__REQUEST__
Present all of the rows below as a Markdown table with two columns, Number and Line, giving each nonblank line a sequential number and its text. Omit the pictures and skip blank lines.

__RECORDS FOR THE TASK__
<<<<

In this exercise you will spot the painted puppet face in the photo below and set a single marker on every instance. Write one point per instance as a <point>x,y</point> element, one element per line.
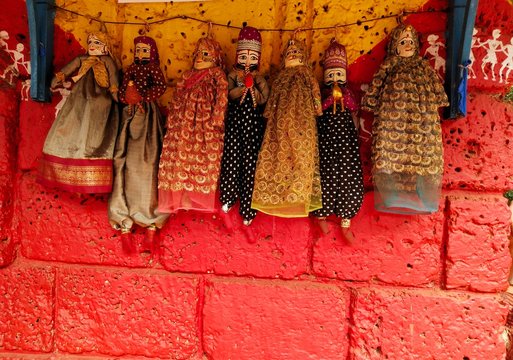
<point>142,53</point>
<point>406,45</point>
<point>95,46</point>
<point>293,56</point>
<point>204,58</point>
<point>335,75</point>
<point>248,59</point>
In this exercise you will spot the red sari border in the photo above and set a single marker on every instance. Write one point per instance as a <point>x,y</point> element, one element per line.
<point>76,175</point>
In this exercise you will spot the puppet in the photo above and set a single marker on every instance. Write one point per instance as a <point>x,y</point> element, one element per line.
<point>79,148</point>
<point>245,125</point>
<point>287,180</point>
<point>192,148</point>
<point>340,165</point>
<point>138,146</point>
<point>407,151</point>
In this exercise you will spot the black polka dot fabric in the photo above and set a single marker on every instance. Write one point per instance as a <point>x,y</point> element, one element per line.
<point>340,165</point>
<point>244,131</point>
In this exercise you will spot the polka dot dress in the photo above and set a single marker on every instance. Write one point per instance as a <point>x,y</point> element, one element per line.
<point>244,131</point>
<point>340,165</point>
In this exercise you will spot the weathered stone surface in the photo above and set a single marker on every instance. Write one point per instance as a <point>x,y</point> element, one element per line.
<point>408,324</point>
<point>202,243</point>
<point>26,308</point>
<point>478,256</point>
<point>275,320</point>
<point>477,147</point>
<point>395,249</point>
<point>101,311</point>
<point>68,227</point>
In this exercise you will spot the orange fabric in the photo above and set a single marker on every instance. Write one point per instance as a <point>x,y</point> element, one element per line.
<point>192,149</point>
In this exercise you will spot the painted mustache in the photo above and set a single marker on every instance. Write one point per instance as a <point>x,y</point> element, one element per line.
<point>243,67</point>
<point>141,61</point>
<point>339,82</point>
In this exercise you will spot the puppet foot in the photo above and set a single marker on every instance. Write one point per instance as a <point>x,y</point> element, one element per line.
<point>151,240</point>
<point>226,219</point>
<point>248,232</point>
<point>323,225</point>
<point>346,231</point>
<point>127,243</point>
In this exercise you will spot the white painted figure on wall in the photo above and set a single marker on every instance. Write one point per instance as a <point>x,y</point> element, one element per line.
<point>4,35</point>
<point>492,47</point>
<point>19,62</point>
<point>472,57</point>
<point>433,51</point>
<point>508,62</point>
<point>64,91</point>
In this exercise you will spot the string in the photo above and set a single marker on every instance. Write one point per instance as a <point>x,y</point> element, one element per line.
<point>212,23</point>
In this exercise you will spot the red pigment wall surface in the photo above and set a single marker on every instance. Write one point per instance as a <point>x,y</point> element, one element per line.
<point>409,287</point>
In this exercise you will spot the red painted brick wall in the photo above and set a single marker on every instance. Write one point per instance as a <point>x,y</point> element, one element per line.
<point>410,287</point>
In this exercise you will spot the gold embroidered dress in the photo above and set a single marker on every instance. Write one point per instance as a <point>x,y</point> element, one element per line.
<point>191,155</point>
<point>407,149</point>
<point>287,180</point>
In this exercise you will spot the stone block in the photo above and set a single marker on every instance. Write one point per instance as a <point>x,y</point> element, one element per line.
<point>275,320</point>
<point>103,311</point>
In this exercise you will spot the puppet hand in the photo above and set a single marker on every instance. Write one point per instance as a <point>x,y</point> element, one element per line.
<point>248,80</point>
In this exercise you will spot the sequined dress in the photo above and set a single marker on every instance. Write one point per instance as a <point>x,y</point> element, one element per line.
<point>193,145</point>
<point>407,150</point>
<point>287,180</point>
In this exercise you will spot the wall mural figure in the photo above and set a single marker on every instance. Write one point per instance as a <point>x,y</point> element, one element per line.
<point>472,57</point>
<point>492,47</point>
<point>4,35</point>
<point>433,51</point>
<point>507,63</point>
<point>12,71</point>
<point>64,92</point>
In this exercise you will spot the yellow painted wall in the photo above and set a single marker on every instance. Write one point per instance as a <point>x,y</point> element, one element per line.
<point>176,39</point>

>>>>

__TASK RESULT__
| Number | Line |
|---|---|
| 1 | In this exercise you will spot the painted puppet face in the photo below and set a single marker on every instance. Write one point per instance as a <point>x,y</point> element, one element per line. |
| 2 | <point>142,53</point> |
| 3 | <point>406,45</point> |
| 4 | <point>95,46</point> |
| 5 | <point>293,56</point> |
| 6 | <point>204,58</point> |
| 7 | <point>335,75</point> |
| 8 | <point>248,59</point> |
| 9 | In this exercise you will spot the red sari border in the photo above and set a single marker on every instance. Write one point per instance as a <point>x,y</point> element, one element per line. |
| 10 | <point>76,175</point> |
| 11 | In this exercise you will spot the puppet in the photo above and set a single marker on every instance. Write one point per instance as a <point>x,y</point> element, one element per line. |
| 12 | <point>79,148</point> |
| 13 | <point>245,125</point> |
| 14 | <point>287,180</point> |
| 15 | <point>192,148</point> |
| 16 | <point>340,165</point> |
| 17 | <point>138,146</point> |
| 18 | <point>407,151</point> |
| 19 | In this exercise you will spot the black polka dot fabric in the photo above and set a single marker on every instance. Write one point per instance as a <point>x,y</point> element, one element per line. |
| 20 | <point>340,165</point> |
| 21 | <point>244,131</point> |
| 22 | In this exercise you will spot the polka dot dress in the photo above and set a single marker on every instance. Write one point per instance as a <point>x,y</point> element, one element per line. |
| 23 | <point>244,131</point> |
| 24 | <point>340,165</point> |
| 25 | In this exercise you will spot the weathered stone surface in the photo above and set a single marker on every instance. Write one point per instance as a <point>x,y</point> element, one element per line. |
| 26 | <point>408,324</point> |
| 27 | <point>202,243</point> |
| 28 | <point>26,308</point> |
| 29 | <point>478,256</point> |
| 30 | <point>275,320</point> |
| 31 | <point>477,147</point> |
| 32 | <point>395,249</point> |
| 33 | <point>101,311</point> |
| 34 | <point>68,227</point> |
| 35 | In this exercise you will spot the orange fabric in the photo above and set a single marker on every instance. Write one point per instance as a <point>x,y</point> element, one element per line. |
| 36 | <point>192,149</point> |
| 37 | In this exercise you will spot the painted mustache in the photo above and set a single marker on every instance. Write one point per instance as a <point>x,y</point> element, one element per line. |
| 38 | <point>243,67</point> |
| 39 | <point>141,61</point> |
| 40 | <point>339,82</point> |
| 41 | In this exercise you will spot the puppet foot in the photo above and set a single marker on every instance. Write one point per instance as a <point>x,y</point> element, one element per line. |
| 42 | <point>151,240</point> |
| 43 | <point>226,219</point> |
| 44 | <point>248,232</point> |
| 45 | <point>323,225</point> |
| 46 | <point>346,231</point> |
| 47 | <point>127,243</point> |
| 48 | In this exercise you will spot the white painted figure on wall in the photo above and set a single marker on every instance. Write one point per instance as a <point>x,y</point> element, one element per line. |
| 49 | <point>4,35</point> |
| 50 | <point>492,47</point> |
| 51 | <point>19,62</point> |
| 52 | <point>472,57</point> |
| 53 | <point>433,51</point> |
| 54 | <point>508,62</point> |
| 55 | <point>64,91</point> |
| 56 | In this exercise you will spot the string in the photo above and set a single marker on every instance. Write one point per instance as a <point>x,y</point> element, one element per line. |
| 57 | <point>212,23</point> |
| 58 | In this exercise you will spot the red pigment wall surface in the photo above and set a single marker on every instance. Write one point per instance as a <point>x,y</point> element, one element per line. |
| 59 | <point>409,287</point> |
| 60 | In this exercise you will spot the red painted brick wall in the photo above and set a single marker on every instance. Write one point per instance as a <point>x,y</point> element, one element per line. |
| 61 | <point>410,287</point> |
| 62 | In this exercise you will spot the gold embroidered dress in the photo above and set a single marker on every instance. Write one point per instance as a <point>x,y</point> element, one element per line. |
| 63 | <point>191,155</point> |
| 64 | <point>407,149</point> |
| 65 | <point>287,180</point> |
| 66 | In this exercise you will spot the stone block in the photo above and set a single marker on every instance. Write one point per instance as a <point>x,y</point> element, one element per line. |
| 67 | <point>275,320</point> |
| 68 | <point>103,311</point> |
| 69 | In this exercise you will spot the puppet hand in the photo above and set a single marker on every instance. Write one point per instance as a <point>x,y</point> element, one element per line. |
| 70 | <point>248,80</point> |
| 71 | In this exercise you will spot the sequined dress in the photo above and set a single marker on every instance. Write one point per instance as a <point>x,y</point> element, one element per line. |
| 72 | <point>193,145</point> |
| 73 | <point>407,150</point> |
| 74 | <point>287,180</point> |
| 75 | In this exercise you will spot the wall mural figure in the photo above and set a single marker on every instance. Write one point per instance as a <point>x,y</point> element, one element per line. |
| 76 | <point>472,57</point> |
| 77 | <point>492,47</point> |
| 78 | <point>4,35</point> |
| 79 | <point>433,51</point> |
| 80 | <point>507,63</point> |
| 81 | <point>12,71</point> |
| 82 | <point>64,92</point> |
| 83 | In this exercise you will spot the yellow painted wall in the photo above and set a single marker on every instance. Write one point per instance as a <point>x,y</point> element, one element per line. |
| 84 | <point>176,39</point> |